_Dataset_
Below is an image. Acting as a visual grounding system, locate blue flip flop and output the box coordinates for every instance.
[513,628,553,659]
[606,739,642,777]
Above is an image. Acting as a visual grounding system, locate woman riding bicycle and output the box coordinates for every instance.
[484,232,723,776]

...

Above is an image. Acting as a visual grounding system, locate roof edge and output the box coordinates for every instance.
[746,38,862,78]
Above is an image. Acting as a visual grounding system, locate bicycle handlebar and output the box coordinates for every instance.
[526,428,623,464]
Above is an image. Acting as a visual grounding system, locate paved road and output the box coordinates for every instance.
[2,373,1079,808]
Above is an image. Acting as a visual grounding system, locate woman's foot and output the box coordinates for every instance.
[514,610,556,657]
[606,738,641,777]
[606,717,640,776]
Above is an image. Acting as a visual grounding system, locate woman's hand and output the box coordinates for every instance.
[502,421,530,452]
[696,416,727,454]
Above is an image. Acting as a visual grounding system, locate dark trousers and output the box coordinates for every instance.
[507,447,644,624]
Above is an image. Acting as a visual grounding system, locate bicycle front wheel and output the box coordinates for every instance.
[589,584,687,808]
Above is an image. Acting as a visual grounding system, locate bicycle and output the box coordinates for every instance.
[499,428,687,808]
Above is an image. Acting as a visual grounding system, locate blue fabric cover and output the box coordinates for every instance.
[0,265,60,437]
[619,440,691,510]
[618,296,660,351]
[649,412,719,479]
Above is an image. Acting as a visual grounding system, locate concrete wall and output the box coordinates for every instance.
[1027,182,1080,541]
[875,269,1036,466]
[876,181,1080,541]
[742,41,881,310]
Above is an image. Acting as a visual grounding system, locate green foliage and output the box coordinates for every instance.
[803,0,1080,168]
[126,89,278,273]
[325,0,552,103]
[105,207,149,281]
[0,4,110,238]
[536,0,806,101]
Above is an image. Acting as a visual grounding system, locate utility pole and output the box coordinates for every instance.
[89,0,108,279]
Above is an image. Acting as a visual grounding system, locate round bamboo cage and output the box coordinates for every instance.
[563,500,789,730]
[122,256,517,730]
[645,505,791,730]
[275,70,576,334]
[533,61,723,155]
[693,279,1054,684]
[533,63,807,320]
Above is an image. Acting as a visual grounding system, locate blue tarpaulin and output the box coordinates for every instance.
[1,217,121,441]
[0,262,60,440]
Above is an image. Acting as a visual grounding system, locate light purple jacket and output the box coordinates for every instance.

_Work instruction_
What is needed is a verbatim copy of every line in the records above from the one containing "system, locate green" down to the one containing "system, locate light", both included, and nothing more.

_Solution below_
Above is an image. Acting as a visual grounding system, locate green foliage and output the box coordinates for every instance.
[803,0,1080,168]
[126,89,278,273]
[325,0,552,103]
[105,207,149,281]
[0,4,110,238]
[536,0,806,101]
Above is an image. Acting as a visual grounding system, locate utility pole and output the box coordinates for every instance.
[89,0,108,279]
Above is an image. Acting as a visual grounding system, locate round bamboo cage and output the box coordinates for every instance.
[563,500,789,730]
[122,256,517,730]
[645,505,791,730]
[275,70,576,334]
[533,61,723,155]
[693,279,1054,684]
[533,63,807,320]
Above is an image. Acting as a visual grounding system, locate blue tarpaulin and output the box coordinates for every instance.
[1,217,121,441]
[0,262,60,440]
Above is an image. Acting as a visual grounding system, locate light purple jacket and output the box coordinates for every instance.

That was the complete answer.